Material for the task:
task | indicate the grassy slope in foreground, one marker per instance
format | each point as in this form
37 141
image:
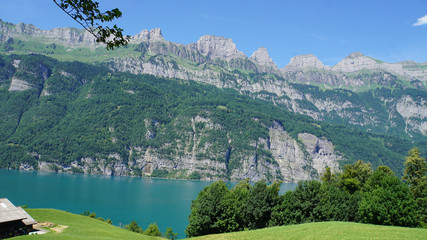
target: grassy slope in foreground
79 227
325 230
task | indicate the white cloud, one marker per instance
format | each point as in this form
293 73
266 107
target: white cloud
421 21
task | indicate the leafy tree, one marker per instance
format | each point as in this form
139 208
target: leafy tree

---

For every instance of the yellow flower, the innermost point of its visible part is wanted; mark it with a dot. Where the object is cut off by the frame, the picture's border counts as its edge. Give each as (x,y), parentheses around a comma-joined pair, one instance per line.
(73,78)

To do:
Collect every line of the records that contains the word "tree", and copy each one as it appears.

Solution to the exercise:
task | indicate the leafy tree, one marker per instance
target: leafy tree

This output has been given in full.